**Given problem**: The data below should be printed in full, exactly, and without any of its images.

----

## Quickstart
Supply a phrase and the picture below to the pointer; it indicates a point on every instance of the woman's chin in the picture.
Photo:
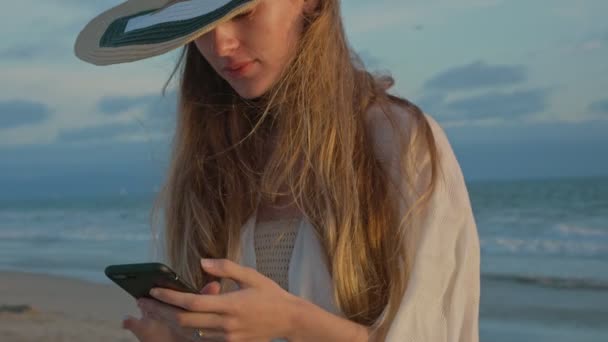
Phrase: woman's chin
(249, 92)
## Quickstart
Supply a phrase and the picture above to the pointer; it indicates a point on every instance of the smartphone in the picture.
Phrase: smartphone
(139, 279)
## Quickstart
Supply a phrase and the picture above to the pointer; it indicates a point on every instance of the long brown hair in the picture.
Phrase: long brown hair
(317, 114)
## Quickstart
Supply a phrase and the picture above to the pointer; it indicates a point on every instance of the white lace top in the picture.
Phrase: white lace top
(274, 242)
(441, 302)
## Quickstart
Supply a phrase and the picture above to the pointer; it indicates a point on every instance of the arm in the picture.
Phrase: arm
(312, 323)
(441, 302)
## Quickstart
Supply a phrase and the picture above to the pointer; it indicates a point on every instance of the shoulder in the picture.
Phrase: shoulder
(394, 127)
(405, 135)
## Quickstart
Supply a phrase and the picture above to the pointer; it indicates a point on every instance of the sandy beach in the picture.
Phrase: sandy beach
(37, 307)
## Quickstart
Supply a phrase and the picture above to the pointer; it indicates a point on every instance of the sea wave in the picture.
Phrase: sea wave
(545, 246)
(79, 235)
(547, 281)
(574, 230)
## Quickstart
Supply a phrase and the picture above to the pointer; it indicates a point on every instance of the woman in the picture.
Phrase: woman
(338, 211)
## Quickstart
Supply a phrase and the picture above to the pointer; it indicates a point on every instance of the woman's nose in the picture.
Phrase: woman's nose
(223, 39)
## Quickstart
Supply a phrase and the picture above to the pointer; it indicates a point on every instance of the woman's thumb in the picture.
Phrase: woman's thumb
(211, 288)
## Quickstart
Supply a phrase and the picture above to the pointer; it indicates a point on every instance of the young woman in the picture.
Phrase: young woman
(328, 209)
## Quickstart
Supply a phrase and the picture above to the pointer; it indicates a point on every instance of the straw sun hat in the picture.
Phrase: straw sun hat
(138, 29)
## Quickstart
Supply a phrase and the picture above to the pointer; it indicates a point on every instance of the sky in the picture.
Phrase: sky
(519, 86)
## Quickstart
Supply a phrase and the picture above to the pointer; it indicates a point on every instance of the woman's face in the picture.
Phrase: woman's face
(251, 50)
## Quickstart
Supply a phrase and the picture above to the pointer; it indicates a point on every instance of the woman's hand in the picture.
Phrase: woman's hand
(259, 311)
(150, 328)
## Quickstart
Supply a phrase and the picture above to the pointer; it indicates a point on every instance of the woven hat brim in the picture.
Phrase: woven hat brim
(105, 39)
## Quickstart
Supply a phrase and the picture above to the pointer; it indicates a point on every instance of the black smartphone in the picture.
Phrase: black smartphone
(139, 279)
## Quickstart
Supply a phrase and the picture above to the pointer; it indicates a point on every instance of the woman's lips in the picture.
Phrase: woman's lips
(239, 70)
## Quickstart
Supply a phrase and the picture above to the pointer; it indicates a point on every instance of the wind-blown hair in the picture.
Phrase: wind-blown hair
(317, 114)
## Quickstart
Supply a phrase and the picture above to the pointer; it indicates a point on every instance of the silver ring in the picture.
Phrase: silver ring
(199, 334)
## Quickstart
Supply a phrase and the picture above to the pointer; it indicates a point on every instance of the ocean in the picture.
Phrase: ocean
(544, 247)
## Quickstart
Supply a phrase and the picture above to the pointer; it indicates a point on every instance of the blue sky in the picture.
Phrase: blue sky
(519, 86)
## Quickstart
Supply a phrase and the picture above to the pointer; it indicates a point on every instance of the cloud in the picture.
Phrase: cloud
(15, 113)
(105, 132)
(497, 104)
(599, 107)
(477, 75)
(154, 106)
(116, 104)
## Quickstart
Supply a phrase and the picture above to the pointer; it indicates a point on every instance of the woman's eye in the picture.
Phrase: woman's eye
(242, 15)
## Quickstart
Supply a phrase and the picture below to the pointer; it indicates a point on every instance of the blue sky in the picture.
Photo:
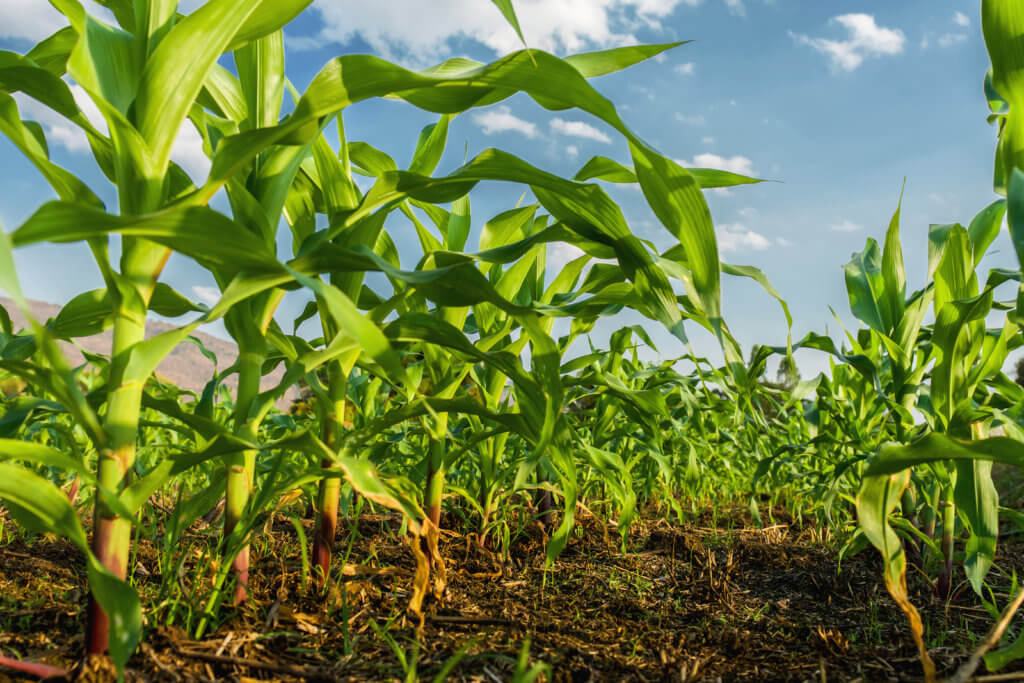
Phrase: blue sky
(837, 100)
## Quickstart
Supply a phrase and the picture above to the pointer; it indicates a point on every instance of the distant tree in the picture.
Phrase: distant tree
(787, 374)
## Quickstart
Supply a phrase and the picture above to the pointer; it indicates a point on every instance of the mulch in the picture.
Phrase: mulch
(692, 602)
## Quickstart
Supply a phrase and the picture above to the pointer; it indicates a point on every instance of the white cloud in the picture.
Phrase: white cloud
(417, 31)
(579, 129)
(29, 20)
(187, 150)
(187, 153)
(208, 295)
(695, 120)
(865, 38)
(501, 120)
(734, 164)
(845, 226)
(736, 7)
(560, 253)
(950, 39)
(58, 130)
(733, 237)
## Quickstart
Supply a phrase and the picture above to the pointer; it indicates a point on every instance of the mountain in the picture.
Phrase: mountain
(185, 366)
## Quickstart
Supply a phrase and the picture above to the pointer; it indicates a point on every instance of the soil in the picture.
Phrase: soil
(695, 602)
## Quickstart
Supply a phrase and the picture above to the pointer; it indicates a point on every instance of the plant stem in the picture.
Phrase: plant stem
(112, 535)
(242, 466)
(435, 481)
(330, 487)
(944, 586)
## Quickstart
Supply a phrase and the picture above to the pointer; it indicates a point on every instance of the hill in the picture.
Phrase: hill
(184, 367)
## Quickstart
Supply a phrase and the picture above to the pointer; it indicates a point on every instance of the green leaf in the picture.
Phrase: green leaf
(978, 503)
(508, 11)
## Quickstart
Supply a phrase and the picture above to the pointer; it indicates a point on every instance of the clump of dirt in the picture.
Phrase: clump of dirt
(684, 603)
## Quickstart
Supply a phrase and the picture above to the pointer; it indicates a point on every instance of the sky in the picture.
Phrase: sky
(837, 102)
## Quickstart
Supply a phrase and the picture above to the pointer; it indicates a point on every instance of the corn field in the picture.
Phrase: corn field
(330, 506)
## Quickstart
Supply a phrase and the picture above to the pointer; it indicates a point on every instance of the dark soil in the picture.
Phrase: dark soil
(684, 603)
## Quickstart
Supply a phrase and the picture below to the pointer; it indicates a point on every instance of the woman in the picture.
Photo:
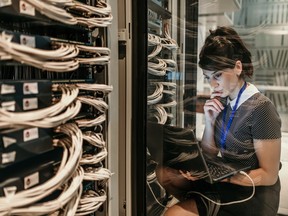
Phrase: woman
(246, 129)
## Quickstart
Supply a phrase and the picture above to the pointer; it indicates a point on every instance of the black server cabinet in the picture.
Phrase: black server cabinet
(164, 74)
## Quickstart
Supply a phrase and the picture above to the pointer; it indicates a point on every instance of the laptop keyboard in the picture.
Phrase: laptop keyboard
(218, 171)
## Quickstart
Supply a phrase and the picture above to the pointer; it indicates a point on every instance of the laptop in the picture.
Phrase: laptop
(178, 148)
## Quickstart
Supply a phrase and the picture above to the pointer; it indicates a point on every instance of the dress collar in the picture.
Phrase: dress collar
(248, 92)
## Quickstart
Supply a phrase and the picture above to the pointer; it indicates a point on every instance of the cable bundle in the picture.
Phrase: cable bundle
(95, 87)
(161, 114)
(90, 202)
(155, 41)
(99, 15)
(157, 94)
(168, 42)
(65, 109)
(94, 158)
(16, 203)
(171, 87)
(95, 139)
(99, 104)
(157, 69)
(58, 60)
(96, 174)
(53, 12)
(101, 55)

----

**Answer to the problem**:
## Quickstart
Supply a phrase and the picture below to the pointer; it indicates a point on every instance of the woman's chin in the picture.
Photo:
Phrase: woman's chin
(249, 92)
## Quickstart
Supply a phrase and the picture above to the pointer; it indicates a point on every instance of the smartphone in the picture.
Phrase: smartphone
(139, 279)
## Quickstart
Supply a phrase and the picture above to the pointer; it indicates a point on every instance of the long brown hair in the picture.
Phrase: long brown hair
(317, 114)
## Quickstart
Supply a phrase and the picture above to the pointer; it indicates a point on every instance of the white lace top in the picture.
Phrase: white lace top
(274, 242)
(441, 302)
## Quickstart
Supply a phrase and the picture above to the pointer; it indicates a point on every instance of the arm in the picture.
Phrase: arm
(312, 323)
(441, 302)
## Quickstart
Supply a phrase and the picture above to the pointer; it indicates a point on every instance of the shoulder in the picture.
Phrase: shoulder
(394, 127)
(405, 135)
## Quickstart
Supply a phrase and the picture above to the pointer; it indicates a point on every instance of the sandy beach in the picture.
Phrase: sandy beach
(37, 307)
## Quickstart
Supply a phrase and the picture above to the pointer; it indicates a point on every instance of the sea wave in the picture.
Phrase: sea wave
(545, 246)
(79, 235)
(547, 281)
(574, 230)
## Quickstart
Supply a phrase and the picture above to the pointer; it indicates a point on every instance of the woman in the picture.
Phrase: woman
(338, 211)
## Quickstart
Supply a phrase and the picture above to the pointer; it indicates a point on every instance of the woman's nose in the picture.
Phrase: woman's nose
(223, 39)
## Quickstart
Supply a phrase and the picture above to the pointer; it indicates a point on every instance of the woman's thumb in the picture.
Phrase: woman's thumb
(211, 288)
## Quickstart
Supply a phrase and the picture above to the pointer; it indicates a point on every instance of the young woman in the picture.
Phrase: young woman
(328, 209)
## Quickstart
Supply a phrase and the picture above to the pointer; it indicates a point on every instance of the straw sun hat in the picture.
Phrase: straw sun hat
(138, 29)
## Quickstart
Supply a phrase and the picture above to the pointer; it indicates a point on every instance of the sky in the picture.
Phrase: sky
(519, 86)
## Quickstart
Supply a phrase and the picture above to the pointer; it indicates a point on every instance of the woman's face in the picture.
Phrase: woman's face
(251, 50)
## Quickstart
Supply a phrase and the picture above to the pointer; it indicates a point on every instance of the woman's hand in the picture.
Phrase: woman's hand
(259, 311)
(150, 328)
## Quickstart
Supply a phrase and the picture above to the pointer; it indicates a point on every instance of the woven hat brim in the picture.
Phrase: woven hat brim
(105, 39)
## Quickstart
Supply a phrase and the picture above to the pointer; it indicates a point on every instance of the black smartphone in the picture.
Phrase: black smartphone
(139, 279)
## Quickstart
Supply a phrase and the picture above to the pointer; it indicates a point on every instance of the woman's lips in the picture.
Phrase: woman's lips
(239, 70)
## Quickstart
Supply a phrase and the picture above to the pointer; it indicates a point on every instance of the wind-blown hair in the picture.
Phrase: wind-blown hair
(317, 114)
## Quickstart
Supply a phrase and the picture above to the pointer; it indicates a point on every instance of the silver ring in the picture.
Phrase: silver ring
(199, 334)
## Quickstart
Supply a phrase and the picture above to the pointer; it indicates a point on every instance of the ocean in the picture.
Phrase: ocean
(544, 247)
## Quickstart
Supply a phrase and the picture above to the pointer; it indicates a point on every instance of the blue sky in the picture.
Phrase: blue sky
(519, 86)
## Quickstart
Supply a phrase and the picture above to the pointer; it indicates a point on every instance of the cloud in the picture.
Phrase: cloud
(15, 113)
(105, 132)
(497, 104)
(599, 107)
(477, 75)
(154, 106)
(116, 104)
## Quickstart
Supply a phrase and the picture above to the pointer; it indicates a point on every instance of the woman's eye in the picture.
Phrase: woman's eye
(242, 15)
## Quickstart
Supply a phrase and the picture below to the pointer; it indicates a point on every instance of the blue sky in the picture.
Photo:
Phrase: blue sky
(837, 100)
## Quickstart
Supply a phrase and the picture above to the pointer; it indicates a point on every instance of the distant tree in the picture.
Phrase: distant tree
(787, 374)
## Quickstart
Supply a phrase and the picture above to the pointer; it indicates a point on every instance of the mulch in the picture.
Phrase: mulch
(692, 602)
## Quickstart
Supply a phrase and the picture above to the pointer; it indicates a point on every instance of the white cloud in the picture.
Phrase: white cloud
(417, 31)
(579, 129)
(29, 20)
(187, 150)
(187, 153)
(208, 295)
(695, 120)
(865, 38)
(501, 120)
(734, 164)
(845, 226)
(736, 7)
(560, 253)
(950, 39)
(58, 130)
(733, 237)
## Quickstart
Supply a phrase and the picture above to the pointer; it indicates a point on every instance of the mountain in the picture.
Phrase: mountain
(185, 366)
## Quickstart
Supply a phrase and the picture above to the pointer; it indicates a point on every instance of the soil in the picture.
Phrase: soil
(695, 602)
## Quickstart
Supply a phrase and the picture above to the pointer; it indicates a point on every instance of the plant stem in the picture.
Phrase: plant stem
(112, 535)
(242, 466)
(435, 481)
(330, 487)
(944, 586)
## Quickstart
Supply a phrase and the picture above to the pointer; it indicates a point on every instance of the hill in the picture.
Phrase: hill
(184, 367)
## Quickstart
Supply a phrase and the picture above to the pointer; it indicates a point on every instance of the green leaf in the picture.
Phrase: green leaf
(978, 503)
(508, 11)
## Quickstart
Supply a phrase and the picture above to the pointer; it indicates a point on every instance of the clump of dirt in the picture.
Phrase: clump of dirt
(684, 603)
## Quickstart
Supply a phrase and the picture above to the pointer; it indicates a point on every instance of the sky in the picture.
Phrase: sky
(837, 102)
## Quickstart
Supply a phrase and the picture above to the pointer; it indicates a point on every instance of the corn field in the picture.
Phrase: corn field
(330, 506)
## Quickstart
Supply a phrase and the picture above to the pointer; it indicates a point on every instance of the dark soil in the picture.
Phrase: dark soil
(684, 603)
## Quickstart
Supply a phrase and the picture below to the pointer; it indicates a point on every instance of the woman in the picture.
Photo:
Phrase: woman
(246, 129)
## Quickstart
Supply a phrase and the picture above to the pointer; it indicates a point on every instance of the black server cabinet in the picture.
Phrase: black server cabinet
(164, 74)
## Quickstart
Supply a phrase and the picture above to the pointer; it indicates a point on every instance of the laptop keyboard in the picture.
Phrase: laptop keyboard
(218, 171)
## Quickstart
Supply a phrase and the picture above to the pointer; it indicates a point on every instance of the laptop in the picture.
Phrase: laptop
(178, 148)
## Quickstart
Supply a phrase and the picture above to the pointer; it indicates a point on every instance of the dress collar in the picture.
Phrase: dress collar
(248, 92)
## Quickstart
Supply a phrase and the picture above to the pointer; it indicates a point on every instance of the cable bundle in the picture.
Phrase: cable bundle
(95, 87)
(161, 114)
(90, 202)
(155, 41)
(99, 15)
(157, 94)
(168, 42)
(65, 109)
(94, 158)
(16, 203)
(171, 87)
(95, 139)
(99, 104)
(157, 69)
(58, 60)
(96, 174)
(53, 12)
(101, 55)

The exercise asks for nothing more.